» **WHAT YOU WILL DO**: Please copy everything from the start of the rows down to the line containing "pixel 384 104", including that line, keeping each line unchanged.

» **STORED DATA**:

---*---

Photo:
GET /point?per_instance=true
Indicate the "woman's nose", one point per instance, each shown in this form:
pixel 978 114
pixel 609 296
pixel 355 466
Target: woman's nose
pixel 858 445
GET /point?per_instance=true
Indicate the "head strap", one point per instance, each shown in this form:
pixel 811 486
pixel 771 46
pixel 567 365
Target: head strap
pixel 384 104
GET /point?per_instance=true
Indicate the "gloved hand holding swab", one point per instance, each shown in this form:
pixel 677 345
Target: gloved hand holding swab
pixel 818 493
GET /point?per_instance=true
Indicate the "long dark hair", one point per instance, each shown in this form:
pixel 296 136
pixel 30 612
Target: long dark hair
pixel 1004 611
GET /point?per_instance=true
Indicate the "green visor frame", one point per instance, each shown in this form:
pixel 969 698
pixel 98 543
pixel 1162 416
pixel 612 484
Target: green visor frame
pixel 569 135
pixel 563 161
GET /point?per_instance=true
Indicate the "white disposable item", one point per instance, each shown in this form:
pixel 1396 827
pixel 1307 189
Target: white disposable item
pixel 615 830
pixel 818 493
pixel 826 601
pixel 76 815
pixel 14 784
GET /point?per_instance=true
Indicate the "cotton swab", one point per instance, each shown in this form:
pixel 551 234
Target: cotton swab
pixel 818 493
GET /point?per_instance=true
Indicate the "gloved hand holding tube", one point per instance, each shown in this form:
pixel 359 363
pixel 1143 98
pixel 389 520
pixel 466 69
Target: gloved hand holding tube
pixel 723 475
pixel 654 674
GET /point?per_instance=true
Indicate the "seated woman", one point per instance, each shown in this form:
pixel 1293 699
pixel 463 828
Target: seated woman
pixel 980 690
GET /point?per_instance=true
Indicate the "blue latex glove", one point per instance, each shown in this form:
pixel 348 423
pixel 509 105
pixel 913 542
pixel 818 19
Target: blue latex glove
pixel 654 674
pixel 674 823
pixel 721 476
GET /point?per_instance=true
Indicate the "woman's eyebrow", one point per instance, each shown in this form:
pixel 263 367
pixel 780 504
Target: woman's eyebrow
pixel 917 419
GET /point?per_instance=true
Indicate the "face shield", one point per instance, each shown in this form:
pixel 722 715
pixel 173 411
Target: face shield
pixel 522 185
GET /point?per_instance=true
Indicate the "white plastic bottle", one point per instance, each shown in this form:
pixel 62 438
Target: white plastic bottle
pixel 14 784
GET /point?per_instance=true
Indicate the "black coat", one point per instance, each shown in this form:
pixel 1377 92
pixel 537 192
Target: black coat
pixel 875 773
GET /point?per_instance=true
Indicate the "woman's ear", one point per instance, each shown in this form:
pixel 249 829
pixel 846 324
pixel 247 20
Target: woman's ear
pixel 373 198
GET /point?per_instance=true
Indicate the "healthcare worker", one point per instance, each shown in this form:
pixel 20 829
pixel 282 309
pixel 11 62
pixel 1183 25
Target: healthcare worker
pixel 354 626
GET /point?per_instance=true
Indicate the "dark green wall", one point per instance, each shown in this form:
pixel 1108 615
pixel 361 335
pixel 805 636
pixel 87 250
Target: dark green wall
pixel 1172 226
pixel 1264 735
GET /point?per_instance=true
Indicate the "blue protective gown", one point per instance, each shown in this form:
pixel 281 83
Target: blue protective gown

---*---

» **SOLUTION FOR THIS TASK**:
Photo:
GET /point?per_instance=true
Indicate the "woman's nose", one point per instance, each shown in this form:
pixel 978 114
pixel 609 296
pixel 355 466
Target: woman's nose
pixel 858 445
GET /point?per_instance=true
Indicate the "head strap", one point per instance, each shown in this form:
pixel 811 486
pixel 771 46
pixel 567 365
Target: head strap
pixel 384 104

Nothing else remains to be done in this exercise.